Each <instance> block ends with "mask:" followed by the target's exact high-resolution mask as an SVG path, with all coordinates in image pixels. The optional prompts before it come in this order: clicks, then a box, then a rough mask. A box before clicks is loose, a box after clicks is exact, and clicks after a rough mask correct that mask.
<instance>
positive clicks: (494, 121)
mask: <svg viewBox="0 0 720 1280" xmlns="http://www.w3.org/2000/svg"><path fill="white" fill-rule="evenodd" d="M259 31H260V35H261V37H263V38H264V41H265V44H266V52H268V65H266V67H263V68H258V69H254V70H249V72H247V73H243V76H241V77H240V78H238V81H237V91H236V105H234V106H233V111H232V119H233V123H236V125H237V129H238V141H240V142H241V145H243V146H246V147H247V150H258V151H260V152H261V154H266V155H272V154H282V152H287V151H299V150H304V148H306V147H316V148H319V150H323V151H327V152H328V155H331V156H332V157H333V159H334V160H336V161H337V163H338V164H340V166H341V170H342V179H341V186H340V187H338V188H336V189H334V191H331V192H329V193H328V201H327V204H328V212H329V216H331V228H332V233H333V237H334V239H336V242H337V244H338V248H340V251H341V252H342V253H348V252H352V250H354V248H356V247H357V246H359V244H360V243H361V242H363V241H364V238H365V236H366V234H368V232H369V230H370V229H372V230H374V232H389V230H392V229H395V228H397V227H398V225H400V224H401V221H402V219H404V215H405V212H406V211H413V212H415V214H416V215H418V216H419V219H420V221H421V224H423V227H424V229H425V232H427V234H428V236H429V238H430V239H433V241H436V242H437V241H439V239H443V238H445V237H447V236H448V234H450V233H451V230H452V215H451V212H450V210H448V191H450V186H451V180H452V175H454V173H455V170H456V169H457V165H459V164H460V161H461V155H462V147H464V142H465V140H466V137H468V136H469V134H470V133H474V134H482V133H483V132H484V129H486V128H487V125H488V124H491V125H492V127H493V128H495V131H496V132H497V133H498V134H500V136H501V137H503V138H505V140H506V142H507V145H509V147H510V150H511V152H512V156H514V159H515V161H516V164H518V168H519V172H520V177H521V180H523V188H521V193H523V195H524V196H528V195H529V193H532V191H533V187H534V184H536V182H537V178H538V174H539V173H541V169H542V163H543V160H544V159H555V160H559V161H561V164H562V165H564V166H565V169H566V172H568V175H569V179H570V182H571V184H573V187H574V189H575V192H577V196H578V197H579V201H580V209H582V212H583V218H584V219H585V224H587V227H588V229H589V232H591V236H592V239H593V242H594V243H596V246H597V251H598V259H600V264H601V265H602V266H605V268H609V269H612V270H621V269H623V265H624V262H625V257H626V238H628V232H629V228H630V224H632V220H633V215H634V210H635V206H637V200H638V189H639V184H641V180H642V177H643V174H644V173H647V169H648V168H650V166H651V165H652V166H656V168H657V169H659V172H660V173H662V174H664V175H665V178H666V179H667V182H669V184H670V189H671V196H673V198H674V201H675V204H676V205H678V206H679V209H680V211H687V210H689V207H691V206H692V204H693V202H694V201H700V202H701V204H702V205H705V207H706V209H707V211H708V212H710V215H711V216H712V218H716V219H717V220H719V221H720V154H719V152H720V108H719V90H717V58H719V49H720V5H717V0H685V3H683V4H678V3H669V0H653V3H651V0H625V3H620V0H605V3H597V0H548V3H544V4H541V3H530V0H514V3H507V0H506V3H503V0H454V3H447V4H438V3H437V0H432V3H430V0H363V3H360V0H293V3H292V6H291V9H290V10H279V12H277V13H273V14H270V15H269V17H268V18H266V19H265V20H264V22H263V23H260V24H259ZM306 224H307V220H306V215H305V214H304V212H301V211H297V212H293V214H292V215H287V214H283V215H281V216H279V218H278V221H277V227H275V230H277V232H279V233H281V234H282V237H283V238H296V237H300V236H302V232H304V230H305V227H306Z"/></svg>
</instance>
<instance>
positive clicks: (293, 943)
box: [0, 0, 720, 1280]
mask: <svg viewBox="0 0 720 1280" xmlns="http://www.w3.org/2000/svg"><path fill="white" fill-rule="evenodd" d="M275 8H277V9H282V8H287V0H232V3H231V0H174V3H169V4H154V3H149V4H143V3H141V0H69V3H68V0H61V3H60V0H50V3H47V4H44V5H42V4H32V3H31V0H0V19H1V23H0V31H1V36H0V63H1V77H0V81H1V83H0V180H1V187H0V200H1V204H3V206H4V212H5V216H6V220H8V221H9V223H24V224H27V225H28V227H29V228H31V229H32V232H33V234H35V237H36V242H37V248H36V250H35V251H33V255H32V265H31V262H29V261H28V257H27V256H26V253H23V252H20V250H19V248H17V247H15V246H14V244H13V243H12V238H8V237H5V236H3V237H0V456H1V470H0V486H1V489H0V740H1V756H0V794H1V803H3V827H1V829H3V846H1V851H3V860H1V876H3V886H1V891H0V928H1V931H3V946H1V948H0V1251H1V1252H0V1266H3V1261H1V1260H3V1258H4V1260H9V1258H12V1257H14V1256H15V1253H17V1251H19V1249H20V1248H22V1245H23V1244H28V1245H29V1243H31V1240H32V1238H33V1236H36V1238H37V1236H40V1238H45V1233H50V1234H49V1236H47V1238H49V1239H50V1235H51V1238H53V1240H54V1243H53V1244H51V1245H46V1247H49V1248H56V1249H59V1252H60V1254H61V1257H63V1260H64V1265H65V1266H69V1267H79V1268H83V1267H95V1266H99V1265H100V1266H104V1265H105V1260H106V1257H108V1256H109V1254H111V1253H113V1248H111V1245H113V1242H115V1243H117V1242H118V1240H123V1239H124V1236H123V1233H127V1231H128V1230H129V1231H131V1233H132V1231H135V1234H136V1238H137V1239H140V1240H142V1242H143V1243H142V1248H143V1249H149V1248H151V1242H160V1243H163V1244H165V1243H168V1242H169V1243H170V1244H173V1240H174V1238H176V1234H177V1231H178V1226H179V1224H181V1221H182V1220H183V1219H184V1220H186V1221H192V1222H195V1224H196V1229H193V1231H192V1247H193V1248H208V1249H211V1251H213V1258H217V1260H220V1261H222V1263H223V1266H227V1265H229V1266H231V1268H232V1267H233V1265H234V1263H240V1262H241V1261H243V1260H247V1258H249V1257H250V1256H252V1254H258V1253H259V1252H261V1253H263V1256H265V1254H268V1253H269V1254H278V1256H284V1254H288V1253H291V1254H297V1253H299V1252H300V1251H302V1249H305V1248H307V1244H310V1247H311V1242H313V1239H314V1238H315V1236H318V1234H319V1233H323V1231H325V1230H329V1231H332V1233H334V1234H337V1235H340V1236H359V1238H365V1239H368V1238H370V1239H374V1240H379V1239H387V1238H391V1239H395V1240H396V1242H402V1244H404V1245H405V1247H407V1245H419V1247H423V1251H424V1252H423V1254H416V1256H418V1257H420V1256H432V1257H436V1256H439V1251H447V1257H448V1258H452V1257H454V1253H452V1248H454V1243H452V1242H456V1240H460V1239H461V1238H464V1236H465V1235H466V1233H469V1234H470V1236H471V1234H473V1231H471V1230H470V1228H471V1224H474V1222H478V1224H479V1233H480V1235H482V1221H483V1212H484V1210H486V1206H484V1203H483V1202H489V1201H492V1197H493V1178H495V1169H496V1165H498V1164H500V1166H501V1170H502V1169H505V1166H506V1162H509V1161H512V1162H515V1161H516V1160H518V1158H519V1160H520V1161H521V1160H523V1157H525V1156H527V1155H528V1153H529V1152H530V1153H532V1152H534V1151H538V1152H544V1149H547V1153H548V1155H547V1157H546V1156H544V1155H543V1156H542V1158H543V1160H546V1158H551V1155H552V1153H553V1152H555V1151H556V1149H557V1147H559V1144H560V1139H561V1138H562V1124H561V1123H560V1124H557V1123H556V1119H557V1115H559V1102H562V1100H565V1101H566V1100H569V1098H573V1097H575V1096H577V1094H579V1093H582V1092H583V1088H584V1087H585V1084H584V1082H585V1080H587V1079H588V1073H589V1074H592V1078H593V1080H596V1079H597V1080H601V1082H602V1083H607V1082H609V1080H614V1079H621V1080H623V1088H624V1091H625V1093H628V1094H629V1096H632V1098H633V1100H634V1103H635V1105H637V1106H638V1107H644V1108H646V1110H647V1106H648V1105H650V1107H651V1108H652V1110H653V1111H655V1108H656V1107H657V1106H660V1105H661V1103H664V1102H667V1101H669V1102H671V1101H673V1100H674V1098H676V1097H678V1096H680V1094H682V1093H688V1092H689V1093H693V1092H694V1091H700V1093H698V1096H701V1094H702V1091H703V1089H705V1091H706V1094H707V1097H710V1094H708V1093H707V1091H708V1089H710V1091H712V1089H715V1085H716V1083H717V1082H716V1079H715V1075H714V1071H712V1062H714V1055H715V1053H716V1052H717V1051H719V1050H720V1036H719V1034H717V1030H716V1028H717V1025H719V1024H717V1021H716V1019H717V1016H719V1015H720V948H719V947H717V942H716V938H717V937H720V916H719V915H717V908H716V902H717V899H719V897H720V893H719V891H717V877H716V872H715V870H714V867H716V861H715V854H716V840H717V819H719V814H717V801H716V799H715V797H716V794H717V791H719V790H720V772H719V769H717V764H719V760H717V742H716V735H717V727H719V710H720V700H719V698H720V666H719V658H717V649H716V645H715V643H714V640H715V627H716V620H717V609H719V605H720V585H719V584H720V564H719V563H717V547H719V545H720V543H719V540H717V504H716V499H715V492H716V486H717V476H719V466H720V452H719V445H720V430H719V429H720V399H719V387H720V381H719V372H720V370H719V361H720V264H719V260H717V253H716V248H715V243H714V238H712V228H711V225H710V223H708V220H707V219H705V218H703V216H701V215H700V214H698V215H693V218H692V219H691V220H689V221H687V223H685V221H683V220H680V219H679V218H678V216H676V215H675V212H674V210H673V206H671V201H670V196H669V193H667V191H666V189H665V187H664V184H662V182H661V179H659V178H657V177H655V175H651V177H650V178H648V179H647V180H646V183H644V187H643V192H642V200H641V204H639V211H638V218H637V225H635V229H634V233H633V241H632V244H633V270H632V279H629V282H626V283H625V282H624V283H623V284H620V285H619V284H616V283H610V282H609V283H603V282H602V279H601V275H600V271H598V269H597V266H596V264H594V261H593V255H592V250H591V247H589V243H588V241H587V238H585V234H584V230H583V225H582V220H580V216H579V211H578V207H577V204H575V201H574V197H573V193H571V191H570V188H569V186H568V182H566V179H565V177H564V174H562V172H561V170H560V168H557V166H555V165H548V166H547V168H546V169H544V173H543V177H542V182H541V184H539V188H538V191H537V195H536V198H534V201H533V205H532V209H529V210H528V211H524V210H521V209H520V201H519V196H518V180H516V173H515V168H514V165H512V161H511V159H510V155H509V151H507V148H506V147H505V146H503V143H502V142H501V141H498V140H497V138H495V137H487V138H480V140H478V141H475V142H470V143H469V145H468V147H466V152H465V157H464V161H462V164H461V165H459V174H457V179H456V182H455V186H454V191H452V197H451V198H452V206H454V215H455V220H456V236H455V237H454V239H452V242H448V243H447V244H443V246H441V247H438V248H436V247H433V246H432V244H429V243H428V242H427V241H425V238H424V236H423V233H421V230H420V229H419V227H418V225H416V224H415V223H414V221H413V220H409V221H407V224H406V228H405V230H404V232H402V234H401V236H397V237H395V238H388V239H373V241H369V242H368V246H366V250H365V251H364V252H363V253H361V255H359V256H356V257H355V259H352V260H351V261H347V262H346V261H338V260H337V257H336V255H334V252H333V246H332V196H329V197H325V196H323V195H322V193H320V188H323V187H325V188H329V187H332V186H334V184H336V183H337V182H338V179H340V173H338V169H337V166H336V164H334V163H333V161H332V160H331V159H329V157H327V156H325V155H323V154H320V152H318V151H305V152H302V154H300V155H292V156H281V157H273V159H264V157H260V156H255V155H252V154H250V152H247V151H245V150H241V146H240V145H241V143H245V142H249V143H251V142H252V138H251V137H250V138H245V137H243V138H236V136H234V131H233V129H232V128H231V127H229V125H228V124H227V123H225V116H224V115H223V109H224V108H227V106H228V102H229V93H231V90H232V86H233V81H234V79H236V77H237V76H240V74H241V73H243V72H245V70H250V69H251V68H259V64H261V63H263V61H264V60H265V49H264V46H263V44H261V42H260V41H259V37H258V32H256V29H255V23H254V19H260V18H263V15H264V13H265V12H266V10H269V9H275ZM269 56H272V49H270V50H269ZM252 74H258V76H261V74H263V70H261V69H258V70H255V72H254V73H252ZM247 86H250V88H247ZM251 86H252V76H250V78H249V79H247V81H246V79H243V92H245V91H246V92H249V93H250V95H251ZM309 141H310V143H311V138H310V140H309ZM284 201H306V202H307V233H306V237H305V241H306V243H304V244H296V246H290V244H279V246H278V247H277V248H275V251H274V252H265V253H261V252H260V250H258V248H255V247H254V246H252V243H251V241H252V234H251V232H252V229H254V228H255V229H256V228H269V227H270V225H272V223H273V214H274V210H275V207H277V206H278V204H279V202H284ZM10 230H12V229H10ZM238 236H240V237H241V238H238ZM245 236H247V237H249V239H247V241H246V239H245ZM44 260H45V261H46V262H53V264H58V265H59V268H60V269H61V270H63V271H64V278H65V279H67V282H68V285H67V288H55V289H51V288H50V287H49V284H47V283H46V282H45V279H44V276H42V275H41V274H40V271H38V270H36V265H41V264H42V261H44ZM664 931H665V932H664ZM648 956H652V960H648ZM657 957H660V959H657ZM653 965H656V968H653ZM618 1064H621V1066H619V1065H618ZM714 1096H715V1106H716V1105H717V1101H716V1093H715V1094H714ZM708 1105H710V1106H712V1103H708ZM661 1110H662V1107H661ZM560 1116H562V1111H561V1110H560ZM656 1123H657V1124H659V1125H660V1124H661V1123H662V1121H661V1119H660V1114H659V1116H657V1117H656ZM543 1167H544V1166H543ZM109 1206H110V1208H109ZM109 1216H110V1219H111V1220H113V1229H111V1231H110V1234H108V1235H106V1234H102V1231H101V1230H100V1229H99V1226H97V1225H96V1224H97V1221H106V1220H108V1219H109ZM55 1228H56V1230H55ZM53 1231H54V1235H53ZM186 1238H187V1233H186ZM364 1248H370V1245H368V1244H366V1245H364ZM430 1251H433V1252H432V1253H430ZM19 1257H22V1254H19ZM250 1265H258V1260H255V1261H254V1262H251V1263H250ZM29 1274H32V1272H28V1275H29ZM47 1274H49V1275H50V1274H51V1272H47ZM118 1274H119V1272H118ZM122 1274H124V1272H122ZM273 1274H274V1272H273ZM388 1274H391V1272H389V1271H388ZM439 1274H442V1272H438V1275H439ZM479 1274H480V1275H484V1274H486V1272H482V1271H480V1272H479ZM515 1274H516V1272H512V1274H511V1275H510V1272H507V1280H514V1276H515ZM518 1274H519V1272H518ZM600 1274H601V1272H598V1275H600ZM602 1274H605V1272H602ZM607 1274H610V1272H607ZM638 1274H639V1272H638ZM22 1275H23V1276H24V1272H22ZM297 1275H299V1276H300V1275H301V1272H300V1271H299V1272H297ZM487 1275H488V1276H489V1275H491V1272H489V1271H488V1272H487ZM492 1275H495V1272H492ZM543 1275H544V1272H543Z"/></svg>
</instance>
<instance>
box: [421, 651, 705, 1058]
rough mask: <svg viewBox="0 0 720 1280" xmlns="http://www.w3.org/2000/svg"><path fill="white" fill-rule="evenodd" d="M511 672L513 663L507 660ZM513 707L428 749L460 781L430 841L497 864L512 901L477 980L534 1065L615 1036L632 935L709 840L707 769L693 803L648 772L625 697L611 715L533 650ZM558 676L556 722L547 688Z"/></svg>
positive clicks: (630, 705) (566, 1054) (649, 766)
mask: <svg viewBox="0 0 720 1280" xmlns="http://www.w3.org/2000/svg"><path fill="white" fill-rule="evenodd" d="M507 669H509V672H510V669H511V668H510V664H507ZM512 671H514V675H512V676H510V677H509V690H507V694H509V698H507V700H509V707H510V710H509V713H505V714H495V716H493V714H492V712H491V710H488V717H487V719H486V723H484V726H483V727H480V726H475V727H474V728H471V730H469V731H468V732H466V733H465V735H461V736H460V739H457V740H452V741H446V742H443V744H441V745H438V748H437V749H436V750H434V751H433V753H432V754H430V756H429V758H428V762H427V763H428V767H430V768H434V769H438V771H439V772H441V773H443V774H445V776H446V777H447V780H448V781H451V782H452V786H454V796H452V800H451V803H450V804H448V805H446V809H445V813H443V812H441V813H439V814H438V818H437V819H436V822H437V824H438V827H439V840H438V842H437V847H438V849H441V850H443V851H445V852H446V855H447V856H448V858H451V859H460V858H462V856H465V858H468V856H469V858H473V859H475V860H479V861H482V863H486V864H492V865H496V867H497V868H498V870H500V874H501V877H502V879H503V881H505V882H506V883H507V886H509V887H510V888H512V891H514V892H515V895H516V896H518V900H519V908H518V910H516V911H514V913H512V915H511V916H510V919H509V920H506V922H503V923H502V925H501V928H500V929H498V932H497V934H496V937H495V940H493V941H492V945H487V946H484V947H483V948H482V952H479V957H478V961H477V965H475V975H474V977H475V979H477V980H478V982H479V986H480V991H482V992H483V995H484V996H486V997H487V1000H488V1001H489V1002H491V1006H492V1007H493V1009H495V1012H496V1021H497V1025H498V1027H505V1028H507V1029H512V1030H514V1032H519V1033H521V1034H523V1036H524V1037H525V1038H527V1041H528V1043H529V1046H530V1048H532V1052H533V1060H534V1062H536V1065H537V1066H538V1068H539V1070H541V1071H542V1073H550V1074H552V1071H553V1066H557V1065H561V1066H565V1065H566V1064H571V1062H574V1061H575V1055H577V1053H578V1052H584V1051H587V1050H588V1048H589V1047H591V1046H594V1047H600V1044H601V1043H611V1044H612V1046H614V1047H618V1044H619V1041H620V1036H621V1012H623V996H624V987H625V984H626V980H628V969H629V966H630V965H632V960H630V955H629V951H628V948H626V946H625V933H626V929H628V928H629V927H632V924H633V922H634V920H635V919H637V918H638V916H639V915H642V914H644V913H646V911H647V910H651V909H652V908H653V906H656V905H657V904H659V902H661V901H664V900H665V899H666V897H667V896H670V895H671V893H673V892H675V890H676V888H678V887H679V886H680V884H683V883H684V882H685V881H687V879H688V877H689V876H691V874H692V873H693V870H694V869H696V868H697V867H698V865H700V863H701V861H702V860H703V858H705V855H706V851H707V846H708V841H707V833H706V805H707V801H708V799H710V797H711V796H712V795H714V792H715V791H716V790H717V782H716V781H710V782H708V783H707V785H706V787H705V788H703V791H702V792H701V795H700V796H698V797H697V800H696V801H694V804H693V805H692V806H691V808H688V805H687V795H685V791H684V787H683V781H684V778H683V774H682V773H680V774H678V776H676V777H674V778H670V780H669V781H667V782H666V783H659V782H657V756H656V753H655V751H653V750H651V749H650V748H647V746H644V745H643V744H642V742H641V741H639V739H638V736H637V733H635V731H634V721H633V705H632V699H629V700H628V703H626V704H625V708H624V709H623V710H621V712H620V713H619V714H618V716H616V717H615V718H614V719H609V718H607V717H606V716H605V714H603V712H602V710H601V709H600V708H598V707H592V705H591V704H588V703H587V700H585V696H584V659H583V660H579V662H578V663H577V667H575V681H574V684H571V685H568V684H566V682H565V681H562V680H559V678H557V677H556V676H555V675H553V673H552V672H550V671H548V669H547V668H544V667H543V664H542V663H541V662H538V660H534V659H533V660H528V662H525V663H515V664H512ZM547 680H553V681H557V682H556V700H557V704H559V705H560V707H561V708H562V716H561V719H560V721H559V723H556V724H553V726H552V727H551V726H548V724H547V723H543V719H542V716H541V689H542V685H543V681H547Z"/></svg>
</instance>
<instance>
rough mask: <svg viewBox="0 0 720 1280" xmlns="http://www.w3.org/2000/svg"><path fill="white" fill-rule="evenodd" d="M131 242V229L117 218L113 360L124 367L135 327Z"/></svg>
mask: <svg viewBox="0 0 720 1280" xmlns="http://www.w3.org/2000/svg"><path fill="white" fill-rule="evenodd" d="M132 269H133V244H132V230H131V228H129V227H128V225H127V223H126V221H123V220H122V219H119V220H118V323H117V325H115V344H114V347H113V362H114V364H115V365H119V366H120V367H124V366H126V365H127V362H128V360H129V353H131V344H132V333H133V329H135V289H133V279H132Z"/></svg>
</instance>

• • • •

[Activity] Only the lines above from the one with "box: [421, 651, 705, 1058]" up to and including the one with "672L513 663L507 660ZM513" should be repeated, exactly as written.

[Result of this task]
box: [421, 651, 705, 1058]
rough mask: <svg viewBox="0 0 720 1280" xmlns="http://www.w3.org/2000/svg"><path fill="white" fill-rule="evenodd" d="M511 672L513 663L507 660ZM513 707L428 749L460 781L430 841L497 864L512 901L477 980L534 1065L615 1036L632 935L709 840L707 769L693 803L648 772L625 697L611 715L533 650ZM558 676L556 722L547 688Z"/></svg>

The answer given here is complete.